::: INPUT FOR THIS TASK :::

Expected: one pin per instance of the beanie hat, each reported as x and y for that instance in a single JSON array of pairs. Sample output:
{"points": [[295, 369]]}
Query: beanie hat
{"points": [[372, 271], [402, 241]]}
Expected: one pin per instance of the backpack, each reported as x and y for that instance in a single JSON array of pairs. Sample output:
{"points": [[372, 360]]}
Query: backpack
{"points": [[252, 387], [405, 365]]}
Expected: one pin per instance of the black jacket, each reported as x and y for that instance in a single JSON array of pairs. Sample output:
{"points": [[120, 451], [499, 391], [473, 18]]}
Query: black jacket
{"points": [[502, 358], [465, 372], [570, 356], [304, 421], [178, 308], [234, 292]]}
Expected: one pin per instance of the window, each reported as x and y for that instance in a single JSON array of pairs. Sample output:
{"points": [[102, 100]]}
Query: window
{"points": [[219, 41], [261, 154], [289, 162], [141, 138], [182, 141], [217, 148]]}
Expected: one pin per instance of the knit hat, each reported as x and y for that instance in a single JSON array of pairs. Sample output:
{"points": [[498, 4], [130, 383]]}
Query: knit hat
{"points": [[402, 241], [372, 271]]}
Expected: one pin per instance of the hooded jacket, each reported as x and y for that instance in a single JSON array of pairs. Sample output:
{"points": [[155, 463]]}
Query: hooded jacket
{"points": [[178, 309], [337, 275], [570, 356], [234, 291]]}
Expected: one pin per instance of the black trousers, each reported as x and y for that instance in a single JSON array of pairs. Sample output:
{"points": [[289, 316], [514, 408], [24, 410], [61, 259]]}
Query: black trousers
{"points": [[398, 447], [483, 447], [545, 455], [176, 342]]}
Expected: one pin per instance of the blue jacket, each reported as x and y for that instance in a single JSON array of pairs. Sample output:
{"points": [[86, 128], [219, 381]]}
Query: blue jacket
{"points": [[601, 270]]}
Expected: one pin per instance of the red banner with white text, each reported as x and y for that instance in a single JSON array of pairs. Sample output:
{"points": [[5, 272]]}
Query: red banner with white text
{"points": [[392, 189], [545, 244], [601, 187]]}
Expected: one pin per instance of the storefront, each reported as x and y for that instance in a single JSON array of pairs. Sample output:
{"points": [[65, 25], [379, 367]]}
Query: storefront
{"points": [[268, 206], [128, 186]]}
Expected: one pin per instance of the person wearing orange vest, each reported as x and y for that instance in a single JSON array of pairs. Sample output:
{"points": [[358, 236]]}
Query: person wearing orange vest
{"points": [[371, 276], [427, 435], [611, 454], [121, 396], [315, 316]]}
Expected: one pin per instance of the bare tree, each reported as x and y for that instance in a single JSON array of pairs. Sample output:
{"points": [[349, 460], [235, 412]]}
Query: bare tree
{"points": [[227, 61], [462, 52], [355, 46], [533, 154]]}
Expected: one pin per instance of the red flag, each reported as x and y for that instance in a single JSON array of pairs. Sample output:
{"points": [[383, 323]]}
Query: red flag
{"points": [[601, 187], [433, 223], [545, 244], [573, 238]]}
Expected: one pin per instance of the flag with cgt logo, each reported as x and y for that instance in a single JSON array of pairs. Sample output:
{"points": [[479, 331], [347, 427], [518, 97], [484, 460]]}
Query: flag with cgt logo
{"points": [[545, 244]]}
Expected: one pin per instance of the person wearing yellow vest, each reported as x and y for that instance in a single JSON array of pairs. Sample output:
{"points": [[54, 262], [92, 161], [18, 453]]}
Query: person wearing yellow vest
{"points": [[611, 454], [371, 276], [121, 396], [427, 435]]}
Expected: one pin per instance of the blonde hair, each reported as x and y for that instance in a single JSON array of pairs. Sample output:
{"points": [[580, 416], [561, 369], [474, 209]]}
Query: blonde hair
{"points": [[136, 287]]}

:::

◆ **TASK GOAL**
Produce an exact copy of the whole listing.

◆ **WRITTEN ANSWER**
Expected: one pin per instance of the beanie hat, each reported as x and y for that instance in a single JSON array of pairs. Sample output:
{"points": [[295, 369]]}
Query: beanie hat
{"points": [[372, 271], [402, 241]]}
Expected: one pin per instance of the backpack, each reported as x and y for that instance in a single JSON array of pairs. Sample output:
{"points": [[372, 360]]}
Query: backpack
{"points": [[252, 387], [405, 365]]}
Expected: one pin per instance of the black jacket, each reported as x and y for that instance in a single JSON array of pairs. Sample output:
{"points": [[120, 451], [499, 391], [473, 18]]}
Query: black jacket
{"points": [[502, 358], [465, 372], [570, 356], [304, 421], [178, 308], [234, 292]]}
Expected: one pin per instance of the window, each reported as x and y for that instance in a single JSON array of pairs. Sample output:
{"points": [[102, 100]]}
Query: window
{"points": [[219, 41], [261, 154], [289, 162], [141, 138], [182, 141], [217, 148]]}
Expected: one pin per instance of the knit hat, each reported as x and y for that instance in a single JSON array of pairs. Sample output:
{"points": [[498, 4], [130, 383]]}
Query: knit hat
{"points": [[402, 241], [372, 271]]}
Expected: one pin per instance of the hooded jacket, each reported as x and y for that instance in a single JSON array of pairs. Sample output:
{"points": [[155, 463]]}
Query: hooded jacket
{"points": [[178, 309], [337, 275], [570, 356], [234, 291]]}
Expected: one pin per instance of the black trousers, each reported as x and y for that instance in a single JSON array of pairs. Sample output:
{"points": [[289, 316], [514, 408], [24, 410], [61, 259]]}
Query: black trousers
{"points": [[398, 447], [483, 447], [545, 455], [176, 342]]}
Expected: one pin per instance of the blue jacket, each reported as x and y for that instance in a single JSON array of pairs. Sample output:
{"points": [[86, 128], [219, 381]]}
Query: blue jacket
{"points": [[601, 270]]}
Expected: one pin per instance of the red banner with white text, each reported as x and y for that instance in a single JSON array of pairs. Sample output:
{"points": [[5, 272]]}
Query: red banner with white text
{"points": [[392, 189], [545, 244], [601, 187]]}
Expected: one pin per instance of the storefront, each reported as x and y for that instance in a single JSON array of pairs. Sample output:
{"points": [[65, 25], [379, 367]]}
Query: storefront
{"points": [[268, 206], [128, 186]]}
Expected: one pin per instance of the person wearing orange vest, each reported as x and y for that instance in a single JSON array of pairs. Sample output:
{"points": [[358, 236]]}
Query: person wearing orange vest
{"points": [[371, 276], [427, 435], [611, 454], [121, 396], [315, 316]]}
Expected: one pin per instance of the bare tree, each reported as x and y for that instance in a single JSON array of pairs. Sample output:
{"points": [[349, 460], [235, 412]]}
Query: bare tree
{"points": [[227, 61], [462, 52], [355, 46], [533, 154]]}
Expected: one pin per instance of the red flag, each reported as x and y for that instance in a single JSON array of pairs. Sample output:
{"points": [[383, 323]]}
Query: red flag
{"points": [[601, 187], [433, 223], [545, 244], [573, 238]]}
Expected: one pin per instance of the flag with cgt logo, each reported as x and y for that instance in a single JSON array of pairs. Sample output:
{"points": [[479, 331], [347, 427], [518, 97], [484, 460]]}
Query: flag with cgt logo
{"points": [[545, 244]]}
Expected: one pin per instance of the person wearing yellow vest, each reported as x and y for that instance in a single JSON array of pairs. Sample output:
{"points": [[54, 262], [92, 161], [18, 453]]}
Query: person wearing yellow vest
{"points": [[611, 454], [371, 276], [121, 396], [427, 435]]}
Expected: one pin per instance of the blonde hair, each reported as x and y for that instance in a single JSON array of pairs. Sample output:
{"points": [[580, 416], [561, 369], [474, 209]]}
Query: blonde hair
{"points": [[136, 287]]}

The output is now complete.